-- Soal Latihan 1 --
Salin kembali baris-baris entri tanpa perubahan apa pun, mulai dari baris yang memuat "Identify the white" hingga baris terakhir entri.
#### Kutipan Teks ####
Bagi Piaget, pengetahuan selalu memerlukan pengalaman, baik pengalaman fisis
maupun pengalaman mental.
Perkembangan konstruktivisme dalam
kajian filsafat tidak terlepas dari perubahan pandangan lama yang menempatkan
pengetahuan sebagai representasi (gambaran atau ungkapan) kenyataan dunia yang
terlepas dari pengamat (objektivisme) dan pengetahuan merupakan kumpulan fakta.
Namun seiring dengan perkembangan pemikiran dalam bidang sains, maka
pengetahuan ditempatkan sebagai sesuatu tidak terlepas dari subjek yang sedang
belajar mengerti.[12] Dalam
perkembangannya, pemikiran-pemikiran baru semakin mendapat tempat yang luas,
bahwa pengetahuan lebih dianggap sebagai suatu proses pembentukan (konstruksi)
yang terus menerus berkembang dan berubah.
Tujuan dari teori ini adalah: (1)
adanya motivasi untuk siswa bahwa belajar adalah tanggungjawab siswa itu
sendiri, (2) mengembangkan kemampuan siswa untuk mengajukan pertanyaan dan
mencari sendiri pertanyaannya, (3) membantu siswa untuk mengembangkan
pengertian dan pemahaman konsep secara lengkap, (4) mengembangkan kemampuan
siswa untuk menjadi pemikir yang mandiri dan (5) lebih menekankan pada proses
belajar bagaimana belajar itu.
2.
Karakteristik
Konstruktivisme menginginkan peran
aktif siswa dalam merekayasa dan memprakarsai kegiatan belajarnya sendiri.
Pengetahuan bukanlah suatu tiruan dari kenyataan (realitas). Pengetahuan selalu
merupakan akibat dari konstruksi kognitif melalui kegiatan seseorang. Melalui
proses belajar yang dilakukan, seseorang membentuk skema, kategori, konsep dan
struktur pengetahuan yang diperlukan untuk suatu pengetahuan tertentu. Oleh
karena itu, pengetahuan bukanlah tentang dunia yang lepas dari pengamat, akan
tetapi merupakan hasil konstruksi pengalaman manusia sejauh yang dialaminya.
#### Entri Hasil Ekstraksi ####
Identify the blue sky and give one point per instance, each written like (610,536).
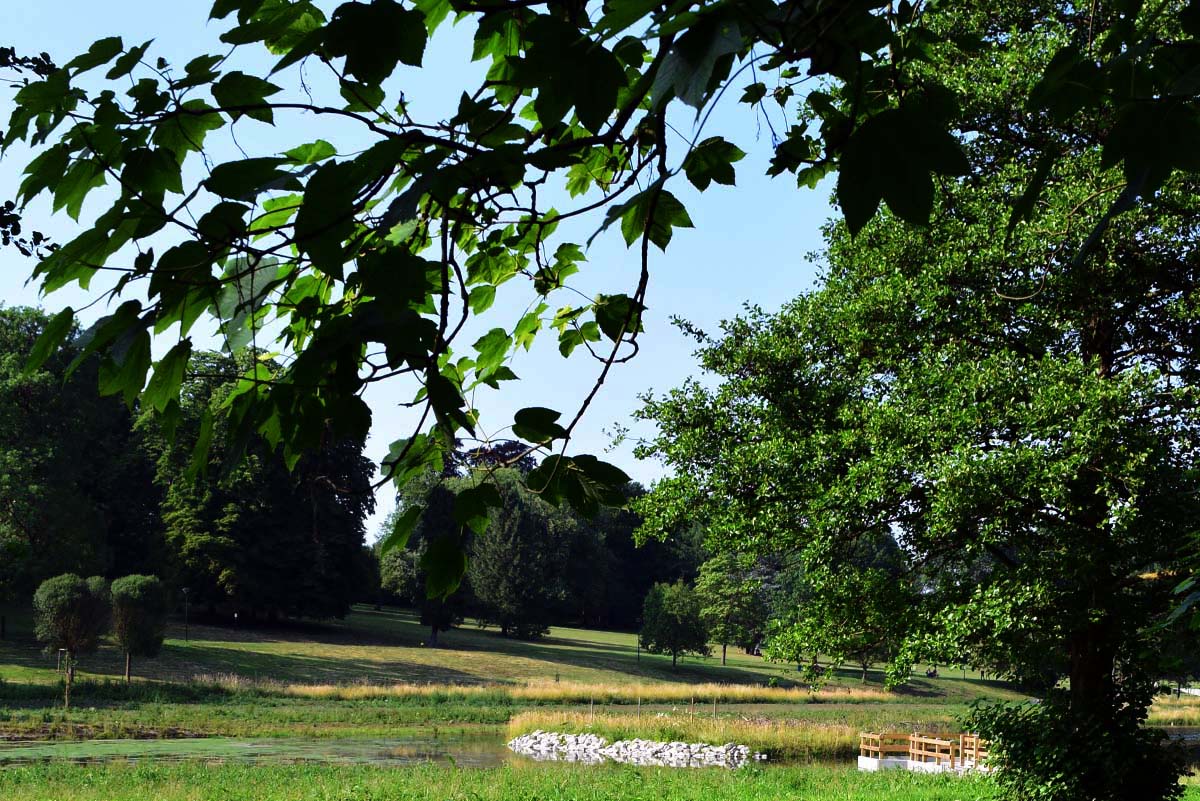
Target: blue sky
(750,242)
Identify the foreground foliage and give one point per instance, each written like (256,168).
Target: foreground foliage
(1015,404)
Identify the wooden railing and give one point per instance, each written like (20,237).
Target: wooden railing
(973,748)
(881,746)
(934,748)
(947,751)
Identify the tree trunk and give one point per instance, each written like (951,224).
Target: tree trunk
(66,685)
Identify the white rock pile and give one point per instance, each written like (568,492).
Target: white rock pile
(591,748)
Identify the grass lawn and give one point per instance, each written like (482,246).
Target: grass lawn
(371,675)
(388,646)
(191,782)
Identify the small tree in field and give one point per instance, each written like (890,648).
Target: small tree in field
(733,607)
(71,614)
(139,616)
(671,621)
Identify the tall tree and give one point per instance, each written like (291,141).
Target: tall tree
(405,571)
(517,567)
(76,485)
(375,247)
(1012,401)
(257,534)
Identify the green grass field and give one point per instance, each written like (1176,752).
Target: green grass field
(372,676)
(126,782)
(388,648)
####
-- Soal Latihan 2 --
Tuliskan ulang bagian kutipan tentang konstruktivisme yang diawali kata-kata "Namun seiring dengan" dan diakhiri "proses pembentukan (konstruksi)", dengan mengganti sebutan "bidang sains" menjadi "dunia sains".

-- Jawaban Latihan 1 --
Identify the white rock pile and give one point per instance, each written like (568,492).
Target: white rock pile
(591,748)
Identify the grass lawn and give one point per instance, each written like (482,246).
Target: grass lawn
(371,675)
(388,646)
(191,782)
Identify the small tree in field and give one point per instance, each written like (890,648).
Target: small tree in field
(733,607)
(71,614)
(139,616)
(671,621)
Identify the tall tree and give one point per instance, each written like (291,141).
Target: tall tree
(405,571)
(517,567)
(76,485)
(375,247)
(1012,401)
(257,534)
Identify the green grass field and give one point per instance, each written like (1176,752).
Target: green grass field
(372,676)
(126,782)
(388,648)

-- Jawaban Latihan 2 --
Namun seiring dengan perkembangan pemikiran dalam dunia sains, maka
pengetahuan ditempatkan sebagai sesuatu tidak terlepas dari subjek yang sedang
belajar mengerti.[12] Dalam
perkembangannya, pemikiran-pemikiran baru semakin mendapat tempat yang luas,
bahwa pengetahuan lebih dianggap sebagai suatu proses pembentukan (konstruksi)